> **TO DO**
Please copy all of the following lines, including those without coordinates, and raise every x and y coordinate by 102.

(Pointing dataset lines)

§ §

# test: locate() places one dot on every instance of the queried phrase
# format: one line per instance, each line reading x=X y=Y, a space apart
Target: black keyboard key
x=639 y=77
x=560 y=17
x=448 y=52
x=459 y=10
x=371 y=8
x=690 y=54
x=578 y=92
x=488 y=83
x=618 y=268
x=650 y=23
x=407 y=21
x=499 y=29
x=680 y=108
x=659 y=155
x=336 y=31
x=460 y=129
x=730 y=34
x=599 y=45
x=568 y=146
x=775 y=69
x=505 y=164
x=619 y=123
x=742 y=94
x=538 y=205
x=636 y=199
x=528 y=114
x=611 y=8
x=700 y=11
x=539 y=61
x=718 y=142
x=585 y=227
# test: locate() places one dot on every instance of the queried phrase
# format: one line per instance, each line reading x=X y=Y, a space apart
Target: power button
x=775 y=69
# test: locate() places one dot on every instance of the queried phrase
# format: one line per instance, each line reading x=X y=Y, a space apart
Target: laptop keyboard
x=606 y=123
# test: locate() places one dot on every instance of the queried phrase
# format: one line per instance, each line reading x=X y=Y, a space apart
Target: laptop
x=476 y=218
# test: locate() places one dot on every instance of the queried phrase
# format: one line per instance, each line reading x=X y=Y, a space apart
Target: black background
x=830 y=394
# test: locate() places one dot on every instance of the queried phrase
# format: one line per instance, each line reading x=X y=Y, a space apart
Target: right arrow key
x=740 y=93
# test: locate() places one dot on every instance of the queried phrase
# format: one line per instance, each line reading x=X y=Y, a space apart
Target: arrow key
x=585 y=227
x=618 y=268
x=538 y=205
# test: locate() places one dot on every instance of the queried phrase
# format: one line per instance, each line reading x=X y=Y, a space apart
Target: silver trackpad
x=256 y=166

§ §

> **THE COMPLETED TASK**
# test: locate() places one dot on every instance of the queried phrase
# format: one line per instance, each line reading x=X y=Y, a space apart
Target: black keyboard key
x=741 y=179
x=662 y=119
x=550 y=154
x=561 y=112
x=473 y=110
x=792 y=156
x=680 y=194
x=590 y=185
x=720 y=370
x=752 y=125
x=509 y=123
x=601 y=131
x=782 y=210
x=761 y=257
x=438 y=133
x=562 y=231
x=832 y=136
x=701 y=147
x=670 y=248
x=877 y=171
x=607 y=266
x=721 y=225
x=844 y=196
x=640 y=307
x=738 y=301
x=630 y=216
x=713 y=110
x=802 y=113
x=641 y=163
x=820 y=244
x=687 y=329
# test: locate() places one dot on every instance of the queried phrase
# format: one line per instance, each line reading x=X y=Y, a space apart
Target: power button
x=877 y=171
# test: locate() places one dot on every instance of the queried phrase
# format: one line per instance, each line reading x=X y=Y, a space apart
Target: laptop keyboard
x=708 y=225
# test: locate() places one dot on every instance of the queried phrase
# format: one line per instance, each line reading x=X y=Y, a space apart
Target: laptop
x=578 y=320
# test: locate() places one dot on every instance of the queried phrase
# format: one line per instance, each line reading x=X y=Y, a space apart
Target: black background
x=932 y=496
# test: locate() places one dot on every instance of the queried phrase
# format: one line per instance, each line reading x=X y=Y, a space apart
Target: right arrow key
x=842 y=195
# test: locate() places one dot on every instance of the queried phrase
# format: one line per instance, each line reading x=X y=Y, a space apart
Target: arrow key
x=687 y=329
x=720 y=370
x=640 y=307
# test: locate() places one dot on every instance of the queried phrase
# format: one line per instance, each line reading x=X y=Y, a space apart
Target: silver trackpad
x=358 y=268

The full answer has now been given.